=== WORKING DATA ===

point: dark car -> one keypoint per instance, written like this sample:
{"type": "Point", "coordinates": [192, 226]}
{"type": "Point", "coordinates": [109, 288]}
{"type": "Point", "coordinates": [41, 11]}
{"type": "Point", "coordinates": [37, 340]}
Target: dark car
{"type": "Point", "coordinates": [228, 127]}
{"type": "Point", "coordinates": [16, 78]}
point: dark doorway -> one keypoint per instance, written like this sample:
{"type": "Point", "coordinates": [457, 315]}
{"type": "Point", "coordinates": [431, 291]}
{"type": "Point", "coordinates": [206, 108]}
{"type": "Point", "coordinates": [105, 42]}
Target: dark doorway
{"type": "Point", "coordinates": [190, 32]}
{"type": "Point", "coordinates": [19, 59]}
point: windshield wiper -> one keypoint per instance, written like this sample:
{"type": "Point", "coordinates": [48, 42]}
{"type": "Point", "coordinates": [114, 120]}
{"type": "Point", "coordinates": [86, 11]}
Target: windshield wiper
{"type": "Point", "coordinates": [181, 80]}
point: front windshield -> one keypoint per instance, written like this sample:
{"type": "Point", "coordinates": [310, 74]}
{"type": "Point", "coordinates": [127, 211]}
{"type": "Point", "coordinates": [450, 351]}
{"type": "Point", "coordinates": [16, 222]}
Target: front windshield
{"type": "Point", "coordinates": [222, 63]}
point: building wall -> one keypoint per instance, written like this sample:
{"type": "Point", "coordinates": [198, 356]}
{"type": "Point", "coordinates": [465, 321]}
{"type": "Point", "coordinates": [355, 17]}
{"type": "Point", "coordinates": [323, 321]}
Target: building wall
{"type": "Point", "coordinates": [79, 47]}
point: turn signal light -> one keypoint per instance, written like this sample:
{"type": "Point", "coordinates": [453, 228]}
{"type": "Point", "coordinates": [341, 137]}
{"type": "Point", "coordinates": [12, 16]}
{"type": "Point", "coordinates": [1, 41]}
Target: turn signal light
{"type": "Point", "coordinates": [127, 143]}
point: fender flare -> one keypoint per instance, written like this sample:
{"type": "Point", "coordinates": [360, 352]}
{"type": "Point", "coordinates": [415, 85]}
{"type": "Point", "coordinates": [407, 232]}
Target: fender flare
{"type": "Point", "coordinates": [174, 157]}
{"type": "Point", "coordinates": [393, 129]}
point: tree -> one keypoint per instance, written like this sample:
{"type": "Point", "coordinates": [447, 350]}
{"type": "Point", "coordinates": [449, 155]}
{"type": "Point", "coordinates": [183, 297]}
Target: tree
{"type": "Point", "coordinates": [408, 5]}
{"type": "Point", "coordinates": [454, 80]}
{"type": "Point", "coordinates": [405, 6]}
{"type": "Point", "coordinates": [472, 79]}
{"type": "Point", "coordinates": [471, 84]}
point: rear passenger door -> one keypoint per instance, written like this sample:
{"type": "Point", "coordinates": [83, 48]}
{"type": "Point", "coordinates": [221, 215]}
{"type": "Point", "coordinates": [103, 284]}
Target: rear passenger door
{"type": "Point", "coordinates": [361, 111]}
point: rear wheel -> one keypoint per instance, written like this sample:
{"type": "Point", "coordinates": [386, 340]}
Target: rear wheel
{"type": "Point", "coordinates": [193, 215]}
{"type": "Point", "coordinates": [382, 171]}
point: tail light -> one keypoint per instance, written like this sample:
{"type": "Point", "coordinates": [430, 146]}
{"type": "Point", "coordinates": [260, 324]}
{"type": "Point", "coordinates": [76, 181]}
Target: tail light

===

> _WORK TO COMPLETE_
Only the lines from the one containing "point: rear passenger" through the end of the material should be reproduced, exactly, with both ends included.

> _FULL RESPONSE_
point: rear passenger door -> one keypoint per instance, written like this sample:
{"type": "Point", "coordinates": [83, 48]}
{"type": "Point", "coordinates": [221, 215]}
{"type": "Point", "coordinates": [103, 284]}
Target: rear passenger door
{"type": "Point", "coordinates": [361, 111]}
point: rear wheel -> one keypoint per instance, written like this sample:
{"type": "Point", "coordinates": [386, 340]}
Target: rear wheel
{"type": "Point", "coordinates": [193, 215]}
{"type": "Point", "coordinates": [382, 171]}
point: tail light -> one keypoint per instance, written like this sample:
{"type": "Point", "coordinates": [430, 146]}
{"type": "Point", "coordinates": [260, 324]}
{"type": "Point", "coordinates": [76, 181]}
Target: tail light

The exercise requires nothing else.